_Goal:_ Which lines in the material below contain the word "skin"? List each of them in full.

_Records for this exercise:_

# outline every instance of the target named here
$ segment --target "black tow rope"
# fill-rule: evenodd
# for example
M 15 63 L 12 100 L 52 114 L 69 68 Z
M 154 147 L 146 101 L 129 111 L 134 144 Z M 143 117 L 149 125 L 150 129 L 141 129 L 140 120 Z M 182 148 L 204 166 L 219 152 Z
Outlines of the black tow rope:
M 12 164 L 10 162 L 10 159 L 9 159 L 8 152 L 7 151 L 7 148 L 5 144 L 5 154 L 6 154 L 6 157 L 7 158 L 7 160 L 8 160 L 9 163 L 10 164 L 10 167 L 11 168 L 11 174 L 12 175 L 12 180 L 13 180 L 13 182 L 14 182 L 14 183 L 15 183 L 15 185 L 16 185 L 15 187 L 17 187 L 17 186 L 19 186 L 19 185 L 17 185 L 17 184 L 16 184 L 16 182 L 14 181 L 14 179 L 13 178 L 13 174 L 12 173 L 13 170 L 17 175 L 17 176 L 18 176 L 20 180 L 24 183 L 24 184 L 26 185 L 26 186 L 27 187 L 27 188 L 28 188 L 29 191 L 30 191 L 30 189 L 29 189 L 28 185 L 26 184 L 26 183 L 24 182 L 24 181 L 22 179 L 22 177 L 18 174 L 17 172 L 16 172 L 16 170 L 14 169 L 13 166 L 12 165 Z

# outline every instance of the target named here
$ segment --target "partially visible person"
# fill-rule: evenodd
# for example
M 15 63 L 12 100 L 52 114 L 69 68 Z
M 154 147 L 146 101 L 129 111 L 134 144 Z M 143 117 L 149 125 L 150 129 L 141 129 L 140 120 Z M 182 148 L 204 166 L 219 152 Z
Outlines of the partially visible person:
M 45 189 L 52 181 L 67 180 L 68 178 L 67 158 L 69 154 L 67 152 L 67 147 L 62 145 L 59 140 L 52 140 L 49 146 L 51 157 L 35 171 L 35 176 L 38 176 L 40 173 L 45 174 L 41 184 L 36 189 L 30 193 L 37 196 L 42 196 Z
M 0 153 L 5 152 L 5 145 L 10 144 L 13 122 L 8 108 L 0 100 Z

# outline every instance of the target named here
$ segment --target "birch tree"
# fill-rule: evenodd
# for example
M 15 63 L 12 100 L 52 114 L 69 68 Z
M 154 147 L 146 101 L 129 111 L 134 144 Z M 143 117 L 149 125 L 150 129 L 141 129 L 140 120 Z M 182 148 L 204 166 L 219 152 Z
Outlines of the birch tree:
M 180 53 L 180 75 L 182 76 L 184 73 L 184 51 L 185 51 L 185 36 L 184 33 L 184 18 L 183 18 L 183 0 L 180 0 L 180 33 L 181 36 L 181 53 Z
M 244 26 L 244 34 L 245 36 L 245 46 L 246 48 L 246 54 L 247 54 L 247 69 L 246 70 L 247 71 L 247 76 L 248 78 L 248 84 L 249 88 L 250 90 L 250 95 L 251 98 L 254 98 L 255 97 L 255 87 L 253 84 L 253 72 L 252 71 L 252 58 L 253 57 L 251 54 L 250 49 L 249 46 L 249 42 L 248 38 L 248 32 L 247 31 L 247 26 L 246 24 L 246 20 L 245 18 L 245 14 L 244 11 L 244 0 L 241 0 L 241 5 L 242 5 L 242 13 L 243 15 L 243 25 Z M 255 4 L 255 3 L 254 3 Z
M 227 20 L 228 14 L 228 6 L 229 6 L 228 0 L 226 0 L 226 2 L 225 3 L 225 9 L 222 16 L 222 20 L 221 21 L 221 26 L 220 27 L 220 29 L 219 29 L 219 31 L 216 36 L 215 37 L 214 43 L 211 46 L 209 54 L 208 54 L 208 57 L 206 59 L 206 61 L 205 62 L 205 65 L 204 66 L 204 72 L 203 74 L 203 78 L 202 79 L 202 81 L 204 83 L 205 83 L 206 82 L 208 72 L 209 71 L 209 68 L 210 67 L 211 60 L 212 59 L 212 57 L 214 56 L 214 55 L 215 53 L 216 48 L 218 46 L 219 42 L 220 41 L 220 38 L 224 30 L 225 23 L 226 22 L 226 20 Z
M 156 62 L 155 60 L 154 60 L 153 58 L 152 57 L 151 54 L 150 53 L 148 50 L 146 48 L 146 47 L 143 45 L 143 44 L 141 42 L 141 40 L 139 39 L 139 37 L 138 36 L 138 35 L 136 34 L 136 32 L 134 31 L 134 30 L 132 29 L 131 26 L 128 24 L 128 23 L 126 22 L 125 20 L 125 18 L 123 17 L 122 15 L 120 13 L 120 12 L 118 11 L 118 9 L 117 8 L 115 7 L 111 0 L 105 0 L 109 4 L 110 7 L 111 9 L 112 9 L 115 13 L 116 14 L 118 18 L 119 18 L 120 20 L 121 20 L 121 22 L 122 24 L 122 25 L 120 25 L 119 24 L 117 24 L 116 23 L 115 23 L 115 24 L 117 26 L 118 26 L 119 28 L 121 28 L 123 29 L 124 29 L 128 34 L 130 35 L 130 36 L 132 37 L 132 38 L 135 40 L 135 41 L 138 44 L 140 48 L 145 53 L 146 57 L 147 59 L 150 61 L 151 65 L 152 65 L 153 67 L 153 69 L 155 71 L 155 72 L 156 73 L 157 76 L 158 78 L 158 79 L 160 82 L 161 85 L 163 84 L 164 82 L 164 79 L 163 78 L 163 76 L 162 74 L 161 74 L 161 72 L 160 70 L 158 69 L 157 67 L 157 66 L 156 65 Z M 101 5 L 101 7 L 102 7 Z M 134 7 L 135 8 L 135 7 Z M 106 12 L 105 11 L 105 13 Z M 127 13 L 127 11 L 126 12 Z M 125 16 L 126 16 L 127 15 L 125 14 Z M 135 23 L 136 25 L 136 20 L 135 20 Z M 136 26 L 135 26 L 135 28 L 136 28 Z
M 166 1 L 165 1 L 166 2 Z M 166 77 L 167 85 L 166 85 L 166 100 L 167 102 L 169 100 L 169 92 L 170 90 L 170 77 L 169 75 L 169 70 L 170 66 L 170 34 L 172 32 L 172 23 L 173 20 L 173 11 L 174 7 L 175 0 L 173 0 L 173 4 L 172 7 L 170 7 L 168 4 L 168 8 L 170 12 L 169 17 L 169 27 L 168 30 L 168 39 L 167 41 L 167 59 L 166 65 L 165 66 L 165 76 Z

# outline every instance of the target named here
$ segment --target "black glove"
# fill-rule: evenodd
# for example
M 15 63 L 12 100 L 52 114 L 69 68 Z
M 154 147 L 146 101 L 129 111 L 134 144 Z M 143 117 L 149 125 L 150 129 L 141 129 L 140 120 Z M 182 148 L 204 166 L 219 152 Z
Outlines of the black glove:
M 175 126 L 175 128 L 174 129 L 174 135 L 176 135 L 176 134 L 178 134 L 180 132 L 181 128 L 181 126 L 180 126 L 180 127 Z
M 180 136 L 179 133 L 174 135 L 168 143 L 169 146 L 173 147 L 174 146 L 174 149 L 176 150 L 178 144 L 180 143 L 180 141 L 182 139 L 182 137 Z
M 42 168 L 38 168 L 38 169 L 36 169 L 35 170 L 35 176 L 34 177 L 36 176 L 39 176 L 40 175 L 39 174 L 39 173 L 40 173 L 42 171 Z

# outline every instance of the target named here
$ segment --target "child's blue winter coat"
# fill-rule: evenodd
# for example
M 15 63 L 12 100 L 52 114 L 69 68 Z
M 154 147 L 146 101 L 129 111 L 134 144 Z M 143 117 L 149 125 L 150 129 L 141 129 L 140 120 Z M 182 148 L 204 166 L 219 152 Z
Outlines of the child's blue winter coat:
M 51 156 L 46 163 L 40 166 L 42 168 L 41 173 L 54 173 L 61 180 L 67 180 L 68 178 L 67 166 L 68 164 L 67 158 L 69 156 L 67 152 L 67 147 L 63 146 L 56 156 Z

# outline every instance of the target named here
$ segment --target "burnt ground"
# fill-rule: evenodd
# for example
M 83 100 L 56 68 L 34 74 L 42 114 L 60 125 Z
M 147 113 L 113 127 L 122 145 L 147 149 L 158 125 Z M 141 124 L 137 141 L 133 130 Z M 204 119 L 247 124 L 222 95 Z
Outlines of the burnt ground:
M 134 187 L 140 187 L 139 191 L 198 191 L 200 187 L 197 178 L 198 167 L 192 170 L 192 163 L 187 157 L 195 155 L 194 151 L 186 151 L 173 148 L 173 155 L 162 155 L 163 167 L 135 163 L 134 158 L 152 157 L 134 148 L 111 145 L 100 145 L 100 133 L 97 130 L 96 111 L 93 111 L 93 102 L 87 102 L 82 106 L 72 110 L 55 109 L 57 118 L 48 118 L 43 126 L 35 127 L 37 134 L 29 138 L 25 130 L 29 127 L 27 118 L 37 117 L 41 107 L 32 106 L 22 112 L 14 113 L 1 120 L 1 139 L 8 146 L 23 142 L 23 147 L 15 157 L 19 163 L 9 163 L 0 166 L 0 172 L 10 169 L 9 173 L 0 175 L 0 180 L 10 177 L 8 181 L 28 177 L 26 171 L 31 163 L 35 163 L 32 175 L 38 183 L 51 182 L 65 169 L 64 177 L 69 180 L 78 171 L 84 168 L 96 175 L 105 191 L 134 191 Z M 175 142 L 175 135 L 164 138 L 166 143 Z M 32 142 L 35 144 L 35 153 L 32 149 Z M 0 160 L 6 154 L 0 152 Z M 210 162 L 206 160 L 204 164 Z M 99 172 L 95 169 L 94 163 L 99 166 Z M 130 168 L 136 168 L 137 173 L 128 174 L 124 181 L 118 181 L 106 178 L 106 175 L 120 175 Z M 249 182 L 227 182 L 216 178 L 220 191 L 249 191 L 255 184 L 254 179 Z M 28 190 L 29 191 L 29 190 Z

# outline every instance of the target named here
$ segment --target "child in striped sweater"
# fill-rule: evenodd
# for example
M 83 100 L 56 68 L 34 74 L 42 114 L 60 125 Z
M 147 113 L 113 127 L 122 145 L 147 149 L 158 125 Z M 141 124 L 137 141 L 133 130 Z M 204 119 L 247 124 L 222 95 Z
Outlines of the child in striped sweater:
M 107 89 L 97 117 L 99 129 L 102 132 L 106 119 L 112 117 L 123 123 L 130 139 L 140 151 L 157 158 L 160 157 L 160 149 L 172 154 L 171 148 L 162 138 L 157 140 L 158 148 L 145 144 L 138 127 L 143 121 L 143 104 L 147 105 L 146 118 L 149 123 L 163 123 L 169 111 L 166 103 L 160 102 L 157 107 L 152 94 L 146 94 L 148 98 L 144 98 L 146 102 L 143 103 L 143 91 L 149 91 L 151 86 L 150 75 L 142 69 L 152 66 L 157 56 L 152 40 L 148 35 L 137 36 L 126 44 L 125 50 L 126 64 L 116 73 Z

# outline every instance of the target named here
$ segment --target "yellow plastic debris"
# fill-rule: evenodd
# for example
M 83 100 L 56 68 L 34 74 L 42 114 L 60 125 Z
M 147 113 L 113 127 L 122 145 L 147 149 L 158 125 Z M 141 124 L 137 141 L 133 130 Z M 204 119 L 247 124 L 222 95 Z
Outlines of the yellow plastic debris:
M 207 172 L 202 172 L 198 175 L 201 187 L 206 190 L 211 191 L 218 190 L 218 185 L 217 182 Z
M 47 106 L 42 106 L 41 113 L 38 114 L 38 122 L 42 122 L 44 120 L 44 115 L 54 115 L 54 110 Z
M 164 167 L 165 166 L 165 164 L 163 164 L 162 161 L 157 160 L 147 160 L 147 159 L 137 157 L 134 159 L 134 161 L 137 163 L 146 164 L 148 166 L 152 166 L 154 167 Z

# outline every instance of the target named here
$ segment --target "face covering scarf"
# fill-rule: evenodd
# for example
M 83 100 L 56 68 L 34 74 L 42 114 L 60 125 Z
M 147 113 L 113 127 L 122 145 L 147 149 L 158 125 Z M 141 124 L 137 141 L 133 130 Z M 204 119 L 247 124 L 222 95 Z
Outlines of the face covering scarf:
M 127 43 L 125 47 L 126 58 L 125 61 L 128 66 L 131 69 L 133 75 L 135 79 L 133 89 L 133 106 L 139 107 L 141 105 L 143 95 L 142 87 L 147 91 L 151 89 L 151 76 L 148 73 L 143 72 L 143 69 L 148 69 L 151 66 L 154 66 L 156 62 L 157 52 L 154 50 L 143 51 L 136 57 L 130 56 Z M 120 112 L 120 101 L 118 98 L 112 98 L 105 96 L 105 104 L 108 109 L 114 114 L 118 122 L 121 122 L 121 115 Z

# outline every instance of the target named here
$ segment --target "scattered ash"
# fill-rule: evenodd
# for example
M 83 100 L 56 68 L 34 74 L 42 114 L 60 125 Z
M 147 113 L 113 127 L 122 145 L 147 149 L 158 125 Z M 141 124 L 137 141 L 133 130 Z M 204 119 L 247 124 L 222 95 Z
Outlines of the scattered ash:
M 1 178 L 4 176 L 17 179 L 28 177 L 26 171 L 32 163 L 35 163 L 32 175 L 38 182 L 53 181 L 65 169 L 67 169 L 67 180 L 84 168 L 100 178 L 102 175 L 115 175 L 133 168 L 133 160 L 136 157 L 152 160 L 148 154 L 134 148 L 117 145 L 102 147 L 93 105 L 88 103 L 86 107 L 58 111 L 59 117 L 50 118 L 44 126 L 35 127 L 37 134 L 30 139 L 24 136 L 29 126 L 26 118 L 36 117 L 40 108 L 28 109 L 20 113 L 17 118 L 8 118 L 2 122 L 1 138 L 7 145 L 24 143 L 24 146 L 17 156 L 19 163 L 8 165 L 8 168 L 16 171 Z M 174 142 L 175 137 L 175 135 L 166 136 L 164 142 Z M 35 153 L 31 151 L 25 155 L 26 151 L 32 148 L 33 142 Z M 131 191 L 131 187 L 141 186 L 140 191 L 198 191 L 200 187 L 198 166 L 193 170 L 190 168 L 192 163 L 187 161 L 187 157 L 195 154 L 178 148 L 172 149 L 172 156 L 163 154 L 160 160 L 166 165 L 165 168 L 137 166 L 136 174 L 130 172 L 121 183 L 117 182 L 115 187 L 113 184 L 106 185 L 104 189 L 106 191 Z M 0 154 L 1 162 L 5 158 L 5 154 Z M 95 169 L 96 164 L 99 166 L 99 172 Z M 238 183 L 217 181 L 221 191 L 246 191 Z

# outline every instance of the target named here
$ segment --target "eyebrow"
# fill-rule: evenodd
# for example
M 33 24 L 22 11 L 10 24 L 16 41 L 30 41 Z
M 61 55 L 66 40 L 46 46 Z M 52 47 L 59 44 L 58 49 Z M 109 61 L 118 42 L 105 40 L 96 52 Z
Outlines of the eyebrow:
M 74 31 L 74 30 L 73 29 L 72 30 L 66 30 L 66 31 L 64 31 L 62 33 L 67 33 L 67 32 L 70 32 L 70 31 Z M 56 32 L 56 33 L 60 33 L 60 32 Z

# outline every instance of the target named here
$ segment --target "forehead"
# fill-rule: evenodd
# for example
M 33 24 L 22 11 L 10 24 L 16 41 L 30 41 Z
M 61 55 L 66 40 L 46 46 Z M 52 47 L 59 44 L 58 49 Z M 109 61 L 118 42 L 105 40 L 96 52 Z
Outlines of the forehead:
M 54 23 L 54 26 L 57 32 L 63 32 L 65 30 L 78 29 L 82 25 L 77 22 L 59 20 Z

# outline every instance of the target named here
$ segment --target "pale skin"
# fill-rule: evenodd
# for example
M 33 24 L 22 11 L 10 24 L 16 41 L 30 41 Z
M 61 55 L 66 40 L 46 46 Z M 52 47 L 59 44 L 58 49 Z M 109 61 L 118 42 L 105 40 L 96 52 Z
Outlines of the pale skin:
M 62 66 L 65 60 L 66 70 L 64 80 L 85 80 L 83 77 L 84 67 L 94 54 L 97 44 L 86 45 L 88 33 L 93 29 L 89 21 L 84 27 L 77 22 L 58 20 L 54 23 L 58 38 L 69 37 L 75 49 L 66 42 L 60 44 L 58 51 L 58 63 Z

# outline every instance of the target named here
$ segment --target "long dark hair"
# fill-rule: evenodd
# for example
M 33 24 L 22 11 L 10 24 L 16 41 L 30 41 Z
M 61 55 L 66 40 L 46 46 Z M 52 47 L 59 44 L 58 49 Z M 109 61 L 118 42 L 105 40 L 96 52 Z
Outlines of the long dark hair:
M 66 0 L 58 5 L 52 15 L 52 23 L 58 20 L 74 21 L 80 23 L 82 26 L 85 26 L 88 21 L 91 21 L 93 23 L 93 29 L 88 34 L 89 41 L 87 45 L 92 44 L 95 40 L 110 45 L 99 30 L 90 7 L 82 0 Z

_The result:_
$ segment --target "pale skin"
Outlines of the pale skin:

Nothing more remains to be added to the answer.